*TASK PROMPT*:
Could you reproduce, word for word, the stretch of the article on GW student drinking from "The task force is considering" through "under age 21."?

*TEXT SHOWN*:
┌──

In the first three weeks of the spring semester, three GW students were hospitalized for alcohol-related illnesses, bringing the total to 25 this academic year, University administrators said.
The number of students hospitalized after becoming intoxicated last semester prompted students and faculty to consider preventative measures, said Senior Assistant Dean of Students Mike Walker.
“Unfortunately, we picked up where we left off,” Walker said.
As a result of the dramatic increase in student binge drinking from previous years, University officials have formed a task force made up of faculty and student leaders.
The mission of the task force is “to review GW’s responsibility to student alcohol use and abuse and to make recommendations regarding campus programs, policies and importance of related federal legislation,” Walker said.
The task force is considering the role solicitation from local bars and clubs plays in the misuse of alcohol, especially among underage students, he said.
Late last semester, some local bars and clubs that targeted GW students received violations from the city for serving underage drinkers and some closed down or closed their doors to people under age 21.
Candace Miller, who replaced Dana Henderson as manager of the Substance Abuse Prevention Center, said she wants to “challenge students to take a critical look at the alcohol messages they’re seeing or hearing.”
“I take a good 20 minutes every day taking down (alcohol-related) advertisements around campus,” she said.
She said colleges and universities around the country face serious drinking problems.
“It’s definitely a problem because (alcohol abuse) affects so many aspects of a student’s life,” Miller said. “The No. 1 reason students drop out is because of alcohol abuse.”
GW is no exception to the drinking culture pervading U.S. colleges and universities, she said.
“What I would suspect is the 22 were a minimum of occurrences,” said Vice President of Student and Academic Support Services Robert Chernak. “That number is only those students treated in a GW facility. I would not limit the number to 22.”
Chernak said GW officials cannot quantify the number of students who became inebriated and stayed in so-called “safe houses,” places where friends watch the intoxicated student without risking punishment for violating the alcohol policy.
Last year, a student at the Massachusetts Institute of Technology died in a “safe house” after abusing alcohol at a fraternity event. His parents recently appeared on ABC’s “20/20” to urge other parents to take action. Some GW parents say their greatest fear is losing their child to a “safe house.”
“One of the important things to remember is once (students) get drunk, they’re afraid to return to (residence halls) because of retribution, so they stay at some hole in the wall,” said a GW father who asked not to be identified. “They’re in the gravest danger during that time and often it’s semi-inebriated people caring for them.”
Chernak agreed that punishment scares many students.

└──

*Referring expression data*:
┌──

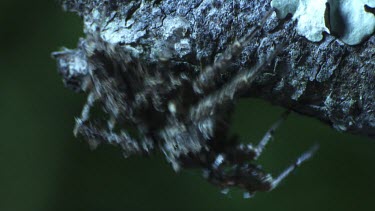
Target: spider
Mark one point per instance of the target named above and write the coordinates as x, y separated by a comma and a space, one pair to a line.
183, 113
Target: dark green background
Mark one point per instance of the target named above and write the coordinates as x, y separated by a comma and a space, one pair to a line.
43, 167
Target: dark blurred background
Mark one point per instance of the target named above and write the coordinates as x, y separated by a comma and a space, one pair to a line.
43, 167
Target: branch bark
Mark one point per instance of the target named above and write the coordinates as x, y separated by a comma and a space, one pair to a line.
329, 80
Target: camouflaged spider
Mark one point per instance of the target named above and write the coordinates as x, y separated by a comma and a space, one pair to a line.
183, 113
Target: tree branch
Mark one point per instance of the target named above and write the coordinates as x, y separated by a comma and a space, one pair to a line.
328, 80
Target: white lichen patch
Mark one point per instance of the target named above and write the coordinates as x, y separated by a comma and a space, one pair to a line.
359, 24
348, 19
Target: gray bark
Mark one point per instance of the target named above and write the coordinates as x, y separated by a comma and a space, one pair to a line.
328, 80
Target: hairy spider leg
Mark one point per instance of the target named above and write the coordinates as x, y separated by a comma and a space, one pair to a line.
304, 157
95, 134
85, 114
208, 105
269, 134
207, 76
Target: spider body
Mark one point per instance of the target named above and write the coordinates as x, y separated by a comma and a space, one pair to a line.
182, 112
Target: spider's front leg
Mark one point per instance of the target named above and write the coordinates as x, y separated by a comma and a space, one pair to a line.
234, 166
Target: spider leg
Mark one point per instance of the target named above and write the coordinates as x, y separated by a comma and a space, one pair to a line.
85, 114
269, 134
208, 105
207, 78
304, 157
96, 134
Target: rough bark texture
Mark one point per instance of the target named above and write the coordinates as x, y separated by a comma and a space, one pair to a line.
328, 80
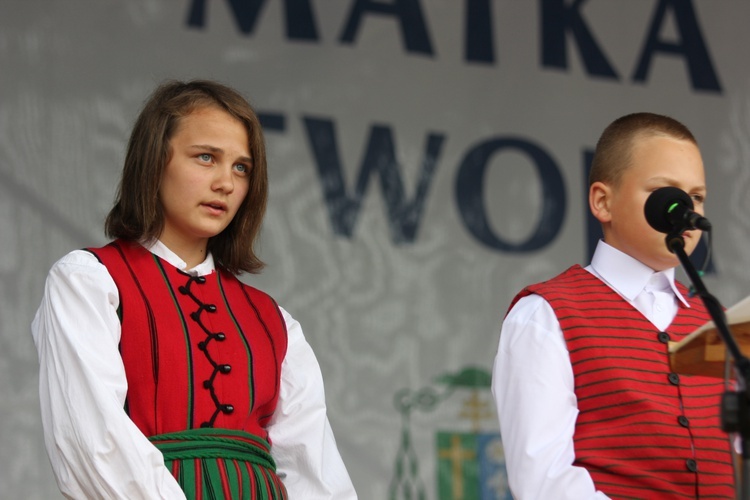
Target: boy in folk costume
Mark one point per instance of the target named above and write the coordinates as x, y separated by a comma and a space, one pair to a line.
588, 405
162, 375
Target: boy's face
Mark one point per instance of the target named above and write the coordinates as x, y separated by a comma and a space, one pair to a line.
657, 161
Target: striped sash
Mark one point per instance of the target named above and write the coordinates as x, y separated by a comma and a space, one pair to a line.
221, 464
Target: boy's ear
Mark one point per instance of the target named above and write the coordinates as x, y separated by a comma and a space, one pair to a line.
600, 195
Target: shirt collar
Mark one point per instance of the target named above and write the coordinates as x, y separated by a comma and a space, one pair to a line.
159, 249
628, 276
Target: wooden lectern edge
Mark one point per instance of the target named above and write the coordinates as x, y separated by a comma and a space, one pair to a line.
704, 354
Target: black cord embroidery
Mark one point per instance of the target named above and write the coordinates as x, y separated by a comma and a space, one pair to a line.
223, 368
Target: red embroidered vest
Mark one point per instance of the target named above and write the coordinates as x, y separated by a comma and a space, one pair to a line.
642, 431
198, 351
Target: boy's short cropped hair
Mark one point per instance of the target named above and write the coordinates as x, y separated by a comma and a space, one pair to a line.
614, 148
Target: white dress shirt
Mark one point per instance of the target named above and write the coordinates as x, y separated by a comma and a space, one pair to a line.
533, 385
95, 449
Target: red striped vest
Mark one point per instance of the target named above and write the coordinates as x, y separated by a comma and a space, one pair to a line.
642, 431
198, 351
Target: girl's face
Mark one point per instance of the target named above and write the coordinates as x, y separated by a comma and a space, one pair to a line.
205, 180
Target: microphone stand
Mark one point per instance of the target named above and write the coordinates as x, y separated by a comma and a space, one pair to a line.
735, 407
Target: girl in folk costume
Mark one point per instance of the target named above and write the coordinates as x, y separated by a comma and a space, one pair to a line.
161, 374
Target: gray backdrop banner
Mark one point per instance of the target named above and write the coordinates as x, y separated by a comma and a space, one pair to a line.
427, 160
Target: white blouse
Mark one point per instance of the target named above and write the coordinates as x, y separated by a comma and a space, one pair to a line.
95, 449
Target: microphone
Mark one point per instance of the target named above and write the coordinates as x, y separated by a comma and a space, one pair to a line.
670, 209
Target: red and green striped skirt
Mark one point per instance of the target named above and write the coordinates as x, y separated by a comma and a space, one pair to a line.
221, 464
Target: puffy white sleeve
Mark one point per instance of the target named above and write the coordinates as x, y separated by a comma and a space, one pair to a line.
532, 382
302, 443
95, 449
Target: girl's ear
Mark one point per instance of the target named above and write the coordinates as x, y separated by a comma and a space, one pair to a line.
600, 195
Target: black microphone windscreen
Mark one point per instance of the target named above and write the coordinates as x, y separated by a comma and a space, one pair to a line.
658, 206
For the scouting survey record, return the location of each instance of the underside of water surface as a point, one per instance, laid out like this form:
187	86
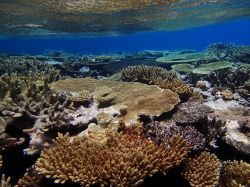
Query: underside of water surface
99	17
125	93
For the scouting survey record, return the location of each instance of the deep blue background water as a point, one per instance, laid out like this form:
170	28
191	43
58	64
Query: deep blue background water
236	31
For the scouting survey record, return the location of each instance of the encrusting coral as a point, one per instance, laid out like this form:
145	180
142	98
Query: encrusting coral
235	174
191	112
125	160
159	77
1	161
203	170
178	86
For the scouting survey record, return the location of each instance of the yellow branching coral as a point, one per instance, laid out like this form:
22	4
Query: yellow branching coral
5	182
146	74
236	174
203	170
1	161
125	160
178	86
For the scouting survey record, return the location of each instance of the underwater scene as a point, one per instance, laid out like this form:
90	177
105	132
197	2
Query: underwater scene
149	93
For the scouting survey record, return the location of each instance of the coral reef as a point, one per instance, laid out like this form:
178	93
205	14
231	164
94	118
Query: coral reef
1	161
162	132
178	86
146	74
5	182
30	178
119	133
125	160
203	170
236	137
181	57
235	173
137	98
191	112
230	77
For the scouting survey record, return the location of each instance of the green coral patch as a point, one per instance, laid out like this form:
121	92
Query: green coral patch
183	68
178	58
206	69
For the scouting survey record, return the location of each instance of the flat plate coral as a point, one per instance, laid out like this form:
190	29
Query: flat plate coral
139	99
45	17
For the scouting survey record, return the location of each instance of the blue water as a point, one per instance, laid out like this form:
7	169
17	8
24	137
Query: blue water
236	31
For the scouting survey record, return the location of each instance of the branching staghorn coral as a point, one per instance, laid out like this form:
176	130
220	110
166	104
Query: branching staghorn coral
203	170
162	132
30	179
146	74
235	174
125	160
176	85
1	161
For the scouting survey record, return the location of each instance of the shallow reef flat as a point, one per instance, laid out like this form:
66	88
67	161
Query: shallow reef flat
151	118
98	17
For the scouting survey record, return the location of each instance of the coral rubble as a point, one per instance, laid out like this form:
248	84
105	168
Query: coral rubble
203	170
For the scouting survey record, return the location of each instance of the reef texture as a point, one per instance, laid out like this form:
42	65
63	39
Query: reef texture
125	160
162	132
235	173
203	170
5	182
146	74
191	112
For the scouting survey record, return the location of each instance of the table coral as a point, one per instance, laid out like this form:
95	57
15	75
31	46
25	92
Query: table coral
146	74
203	170
191	112
162	132
125	160
29	179
5	182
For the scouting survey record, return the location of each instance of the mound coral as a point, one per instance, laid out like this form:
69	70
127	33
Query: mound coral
191	112
206	69
139	98
178	86
146	74
125	160
203	170
236	174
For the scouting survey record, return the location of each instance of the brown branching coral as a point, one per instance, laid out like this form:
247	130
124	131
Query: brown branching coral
1	161
30	178
125	160
191	112
235	174
203	170
178	86
5	182
146	74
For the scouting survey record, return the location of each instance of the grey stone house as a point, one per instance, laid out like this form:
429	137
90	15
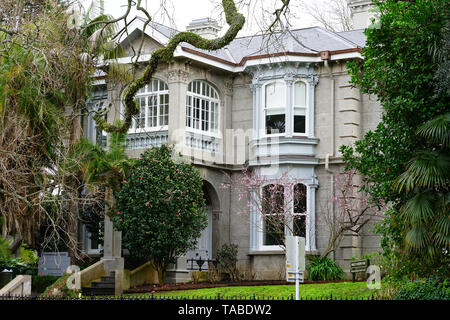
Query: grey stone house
281	101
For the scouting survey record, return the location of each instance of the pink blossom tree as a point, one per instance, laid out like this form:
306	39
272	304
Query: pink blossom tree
279	202
354	208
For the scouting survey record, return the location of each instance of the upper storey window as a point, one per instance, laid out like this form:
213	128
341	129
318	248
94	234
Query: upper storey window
299	107
275	107
202	107
285	107
153	100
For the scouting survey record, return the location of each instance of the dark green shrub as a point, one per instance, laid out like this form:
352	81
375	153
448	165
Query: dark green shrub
226	257
433	288
323	268
160	208
40	283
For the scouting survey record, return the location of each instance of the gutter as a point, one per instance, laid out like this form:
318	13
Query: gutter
332	136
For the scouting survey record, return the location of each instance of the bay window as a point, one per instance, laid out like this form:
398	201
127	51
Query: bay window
275	107
299	106
202	108
285	107
153	100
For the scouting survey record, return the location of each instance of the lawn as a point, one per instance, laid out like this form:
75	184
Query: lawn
344	290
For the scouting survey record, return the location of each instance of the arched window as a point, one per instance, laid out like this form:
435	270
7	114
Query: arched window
273	211
299	107
153	100
275	107
300	210
202	107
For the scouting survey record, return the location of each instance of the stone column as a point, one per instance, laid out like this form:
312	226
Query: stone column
312	82
289	129
349	108
311	205
112	248
178	77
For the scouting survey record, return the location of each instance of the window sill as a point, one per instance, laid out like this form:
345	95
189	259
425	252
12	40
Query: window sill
266	252
277	252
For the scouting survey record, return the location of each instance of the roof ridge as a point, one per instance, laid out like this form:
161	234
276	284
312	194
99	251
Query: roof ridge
155	22
336	35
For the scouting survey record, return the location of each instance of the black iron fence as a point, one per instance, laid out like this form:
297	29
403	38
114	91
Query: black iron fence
200	264
152	296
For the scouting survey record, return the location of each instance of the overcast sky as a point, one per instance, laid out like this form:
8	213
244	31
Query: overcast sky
184	11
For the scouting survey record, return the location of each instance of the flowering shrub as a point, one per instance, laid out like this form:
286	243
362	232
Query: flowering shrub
160	208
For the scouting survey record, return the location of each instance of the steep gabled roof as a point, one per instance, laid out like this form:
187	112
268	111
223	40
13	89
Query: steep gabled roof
307	42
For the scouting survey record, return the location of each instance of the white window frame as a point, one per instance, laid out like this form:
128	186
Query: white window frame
259	226
146	93
263	100
212	98
289	129
88	242
306	107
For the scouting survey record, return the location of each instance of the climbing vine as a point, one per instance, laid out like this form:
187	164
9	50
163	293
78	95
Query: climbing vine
234	19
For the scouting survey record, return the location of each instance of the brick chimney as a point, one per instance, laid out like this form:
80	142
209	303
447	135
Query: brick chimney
206	27
360	13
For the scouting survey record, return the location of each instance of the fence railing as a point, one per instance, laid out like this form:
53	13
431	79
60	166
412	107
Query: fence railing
153	296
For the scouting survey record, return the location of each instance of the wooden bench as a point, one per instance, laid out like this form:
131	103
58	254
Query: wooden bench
359	266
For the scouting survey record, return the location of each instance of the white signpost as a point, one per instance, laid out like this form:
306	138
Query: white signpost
295	261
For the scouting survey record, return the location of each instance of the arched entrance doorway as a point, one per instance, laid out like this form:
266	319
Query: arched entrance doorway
204	249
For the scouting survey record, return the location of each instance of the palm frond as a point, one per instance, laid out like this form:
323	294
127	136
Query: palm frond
437	130
419	209
429	169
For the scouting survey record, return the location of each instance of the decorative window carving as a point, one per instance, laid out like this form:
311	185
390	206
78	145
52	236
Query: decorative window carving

└──

*RESULT OF THE EXERCISE*:
The task force is considering the role solicitation from local bars and clubs plays in the misuse of alcohol, especially among underage students, he said.
Late last semester, some local bars and clubs that targeted GW students received violations from the city for serving underage drinkers and some closed down or closed their doors to people under age 21.